Assigned task A |
According to the obituary, how many babies did Sandy Tucker deliver as a midwife?
Assigned task B |
Copy word for word the part of the obituary that opens with the words containing "25 June 2007" and closes with "and loved ones...".

Study text |

+---+

25 June 2007

Sandy Tucker: "One Child at a time..."



What the World needs is more Sandy Tuckers. We thank the Creator for her time on Earth among us. We offer Prayers and Smoke for her Family and loved ones...

Mitakuye Oyasin
--ryan


Sandy Tucker, founder of children's home in Liberty, dies at 62

By Paula Burba
pburba@courier-journal.com
The Courier-Journal






Sandy Tucker, the tender-yet-stern matriarch of Galilean Children's Home in Liberty, Ky., which has sheltered hundreds of children since 1984, died yesterday at St. Joseph Hospital in Lexington.

She was 62 and died of cancer.

"Numbers aren't anything to me," Tucker told The Courier-Journal in a 2004 story. "It's one life at a time, one child at a time."

Al Tompkins, a journalist who met Tucker about 20 years ago in Guatemala, where she was working to rescue children, remembered her "pure, unshakeable love for children."

"It didn't matter what disability they had, how functional or dysfunctional they were, they just could not escape her arms. With just that talent, she touched more than 800 children," said Tompkins, who later joined the board of the children's home.

"Sandy always loved children, always," her younger sister, Debbie Tucker, said yesterday.

The sisters married brothers, and when Debbie Tucker's husband died 32 years ago, "she took me and my three children in for a while, too."

A native of Arizona, Sandy Tucker grew up in Detroit and married Jerry Tucker in 1963. After years of marriage and no children, they adopted the first of 25 in 1969, and eventually had two biological daughters, too.

They came to Kentucky in the mid-1970s, learning about the Mennonite faith and adopting many of its principles.

They settled on a 22-acre hilltop farm in Casey County and founded the children's home where Tucker would be called "Mom" by hundreds of children in need. They were rescued from abuse or poverty, taken in from parents unable to care for them because of extreme medical needs or temporarily taken in from other countries for much-needed medical care.

Their ministry expanded beyond the children's home, where typically 50 to 70 children lived.

They also built Angel House, a home for as many as 50 babies of women in prison, and the Galilean Christian Academy, where children from the home attended pre-kindergarten through 12th grade with community children who paid tuition to attend.

They opened two restaurants, a bed-and-breakfast and a thrift store -- all self-supporting businesses that also supported the Galilean Home Ministries.

For many years, Tucker was also a midwife. She delivered more than 200 babies, mostly for women who did not want to go to hospitals because of their religious beliefs. She agreed to stop delivering babies in the early 1990s, instead of obtaining a license required by state.

With a philosophy of "no government money, no government control," as Sandy Tucker once put it, they managed to keep everything running with donations -- raising more than $225,000 in monthly expenses and covering a $1 million annual payroll with money raised through mailings and publicity.

"I guess it's just the Lord's work," Tucker told a television reporter in 1988 at Louisville's airport as she returned to Kentucky with a Haitian boy who had been in the public spotlight. The Tuckers brought him back from a "children's prison" in Haiti.

"It gets in your blood. If you love children, you can't not do it," she said.

Tucker's funeral is scheduled for 10 a.m. Monday at Galilean Children's Home. Visitation will begin there at noon Saturday. She will be buried at Chapel in the Woods Cemetery there. McKinney-Brown Funeral Home is handling arrangements.

+---+

Listed entries |
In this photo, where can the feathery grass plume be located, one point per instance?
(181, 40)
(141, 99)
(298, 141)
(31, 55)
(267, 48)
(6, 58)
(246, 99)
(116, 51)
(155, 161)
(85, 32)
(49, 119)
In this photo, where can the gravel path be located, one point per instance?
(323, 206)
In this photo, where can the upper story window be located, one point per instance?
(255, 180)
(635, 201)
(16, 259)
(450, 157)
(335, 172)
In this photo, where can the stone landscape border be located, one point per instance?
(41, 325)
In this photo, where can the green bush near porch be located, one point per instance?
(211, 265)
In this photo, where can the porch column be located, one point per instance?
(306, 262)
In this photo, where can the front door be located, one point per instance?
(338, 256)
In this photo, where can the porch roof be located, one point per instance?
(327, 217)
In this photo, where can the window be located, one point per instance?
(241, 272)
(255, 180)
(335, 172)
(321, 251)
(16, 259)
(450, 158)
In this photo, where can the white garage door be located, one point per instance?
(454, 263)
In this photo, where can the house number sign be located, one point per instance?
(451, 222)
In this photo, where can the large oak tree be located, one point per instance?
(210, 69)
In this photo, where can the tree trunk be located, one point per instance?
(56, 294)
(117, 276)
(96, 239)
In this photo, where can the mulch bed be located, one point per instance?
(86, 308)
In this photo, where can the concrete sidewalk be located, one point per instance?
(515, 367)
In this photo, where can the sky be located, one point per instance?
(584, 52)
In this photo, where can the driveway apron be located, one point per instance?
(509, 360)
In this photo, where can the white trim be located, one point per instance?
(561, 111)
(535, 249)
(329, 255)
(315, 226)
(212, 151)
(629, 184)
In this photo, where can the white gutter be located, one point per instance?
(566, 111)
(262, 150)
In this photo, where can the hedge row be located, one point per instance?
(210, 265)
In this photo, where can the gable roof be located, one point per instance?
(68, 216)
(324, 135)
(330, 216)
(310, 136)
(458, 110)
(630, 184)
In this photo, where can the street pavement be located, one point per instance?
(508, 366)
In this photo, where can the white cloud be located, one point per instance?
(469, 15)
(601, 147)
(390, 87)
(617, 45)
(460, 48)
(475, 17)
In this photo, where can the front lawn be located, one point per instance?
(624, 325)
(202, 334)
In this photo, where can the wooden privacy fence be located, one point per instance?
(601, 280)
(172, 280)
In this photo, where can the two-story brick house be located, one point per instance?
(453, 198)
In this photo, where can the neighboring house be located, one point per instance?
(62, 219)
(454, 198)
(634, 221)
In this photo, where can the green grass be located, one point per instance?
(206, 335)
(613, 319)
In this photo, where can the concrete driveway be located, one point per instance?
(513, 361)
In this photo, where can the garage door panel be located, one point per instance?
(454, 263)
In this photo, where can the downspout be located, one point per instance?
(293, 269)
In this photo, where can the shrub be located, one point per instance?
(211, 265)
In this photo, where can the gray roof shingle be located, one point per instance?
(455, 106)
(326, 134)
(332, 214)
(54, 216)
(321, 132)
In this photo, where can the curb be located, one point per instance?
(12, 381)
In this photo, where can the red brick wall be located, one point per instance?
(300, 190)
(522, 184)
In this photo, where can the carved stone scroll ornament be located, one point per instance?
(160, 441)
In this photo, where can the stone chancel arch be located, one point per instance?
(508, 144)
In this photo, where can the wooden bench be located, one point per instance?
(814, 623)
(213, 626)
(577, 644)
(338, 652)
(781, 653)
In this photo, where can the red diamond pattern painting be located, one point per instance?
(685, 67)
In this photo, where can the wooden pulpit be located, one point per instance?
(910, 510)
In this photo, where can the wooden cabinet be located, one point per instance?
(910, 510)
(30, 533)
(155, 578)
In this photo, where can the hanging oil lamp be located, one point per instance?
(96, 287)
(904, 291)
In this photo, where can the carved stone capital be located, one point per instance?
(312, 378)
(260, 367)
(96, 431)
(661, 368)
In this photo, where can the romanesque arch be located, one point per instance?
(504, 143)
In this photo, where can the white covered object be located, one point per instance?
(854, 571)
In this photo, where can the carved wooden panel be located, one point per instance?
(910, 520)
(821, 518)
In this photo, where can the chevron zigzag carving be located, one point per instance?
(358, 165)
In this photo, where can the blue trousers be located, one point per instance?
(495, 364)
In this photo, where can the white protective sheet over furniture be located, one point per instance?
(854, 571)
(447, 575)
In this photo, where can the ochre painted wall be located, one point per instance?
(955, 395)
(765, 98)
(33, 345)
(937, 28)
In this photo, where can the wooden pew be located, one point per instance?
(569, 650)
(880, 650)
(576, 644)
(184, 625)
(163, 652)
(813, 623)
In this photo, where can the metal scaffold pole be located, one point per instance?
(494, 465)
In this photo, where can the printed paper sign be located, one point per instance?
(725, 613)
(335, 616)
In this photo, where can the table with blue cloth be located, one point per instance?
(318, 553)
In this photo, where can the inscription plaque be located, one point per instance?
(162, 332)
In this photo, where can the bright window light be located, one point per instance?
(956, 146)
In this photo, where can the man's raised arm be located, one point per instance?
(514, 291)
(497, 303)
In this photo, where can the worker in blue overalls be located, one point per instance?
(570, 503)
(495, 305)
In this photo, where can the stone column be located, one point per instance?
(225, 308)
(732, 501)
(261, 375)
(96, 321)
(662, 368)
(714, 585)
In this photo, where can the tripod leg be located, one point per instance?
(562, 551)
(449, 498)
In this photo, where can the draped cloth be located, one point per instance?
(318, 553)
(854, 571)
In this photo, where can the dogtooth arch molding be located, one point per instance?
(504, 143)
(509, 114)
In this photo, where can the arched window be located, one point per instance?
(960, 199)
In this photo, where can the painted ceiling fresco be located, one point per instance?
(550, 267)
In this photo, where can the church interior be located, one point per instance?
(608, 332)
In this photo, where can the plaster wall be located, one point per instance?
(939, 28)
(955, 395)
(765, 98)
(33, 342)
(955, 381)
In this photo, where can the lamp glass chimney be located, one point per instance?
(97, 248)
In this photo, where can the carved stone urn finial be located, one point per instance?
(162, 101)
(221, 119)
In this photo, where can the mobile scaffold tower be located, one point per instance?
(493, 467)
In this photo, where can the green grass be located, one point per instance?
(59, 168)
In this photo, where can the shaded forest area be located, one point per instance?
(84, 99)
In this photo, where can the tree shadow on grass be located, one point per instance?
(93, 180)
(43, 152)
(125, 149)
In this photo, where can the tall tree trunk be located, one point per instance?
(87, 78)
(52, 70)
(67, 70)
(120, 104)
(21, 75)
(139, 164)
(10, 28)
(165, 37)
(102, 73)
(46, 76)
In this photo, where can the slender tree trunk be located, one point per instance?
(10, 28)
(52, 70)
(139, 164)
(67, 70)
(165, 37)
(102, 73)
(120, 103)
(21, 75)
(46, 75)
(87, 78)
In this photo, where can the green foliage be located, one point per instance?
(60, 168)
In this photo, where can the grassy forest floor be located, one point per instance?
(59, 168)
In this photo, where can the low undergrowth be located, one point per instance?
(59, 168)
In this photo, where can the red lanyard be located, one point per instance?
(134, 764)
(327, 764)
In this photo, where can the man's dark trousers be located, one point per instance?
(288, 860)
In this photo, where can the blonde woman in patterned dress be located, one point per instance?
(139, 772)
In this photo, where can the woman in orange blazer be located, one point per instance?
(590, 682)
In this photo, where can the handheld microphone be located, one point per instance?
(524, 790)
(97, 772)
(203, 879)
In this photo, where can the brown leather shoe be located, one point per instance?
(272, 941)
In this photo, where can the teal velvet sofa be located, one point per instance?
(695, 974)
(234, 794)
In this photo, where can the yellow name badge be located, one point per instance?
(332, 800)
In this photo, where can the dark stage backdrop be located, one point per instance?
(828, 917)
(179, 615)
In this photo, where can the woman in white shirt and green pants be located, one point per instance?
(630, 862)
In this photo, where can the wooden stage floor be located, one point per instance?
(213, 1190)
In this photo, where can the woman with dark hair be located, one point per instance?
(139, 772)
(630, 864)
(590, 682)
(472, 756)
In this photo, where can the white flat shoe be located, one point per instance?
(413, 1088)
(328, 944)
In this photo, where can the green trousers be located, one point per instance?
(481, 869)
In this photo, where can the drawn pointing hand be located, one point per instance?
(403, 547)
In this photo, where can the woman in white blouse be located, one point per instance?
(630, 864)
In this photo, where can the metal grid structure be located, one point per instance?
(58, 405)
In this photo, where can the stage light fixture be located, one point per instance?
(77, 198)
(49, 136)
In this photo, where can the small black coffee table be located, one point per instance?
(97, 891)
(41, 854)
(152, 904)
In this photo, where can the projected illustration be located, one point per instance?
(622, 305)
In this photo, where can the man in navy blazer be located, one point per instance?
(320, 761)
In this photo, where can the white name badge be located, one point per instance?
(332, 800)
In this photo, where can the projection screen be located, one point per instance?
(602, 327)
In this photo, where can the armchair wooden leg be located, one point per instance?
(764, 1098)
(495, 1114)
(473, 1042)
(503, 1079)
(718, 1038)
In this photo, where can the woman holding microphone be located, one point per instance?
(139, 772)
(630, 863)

+---+

Output A |
More than 200.

Output B |
25 June 2007

Sandy Tucker: "One Child at a time..."



What the World needs is more Sandy Tuckers. We thank the Creator for her time on Earth among us. We offer Prayers and Smoke for her Family and loved ones...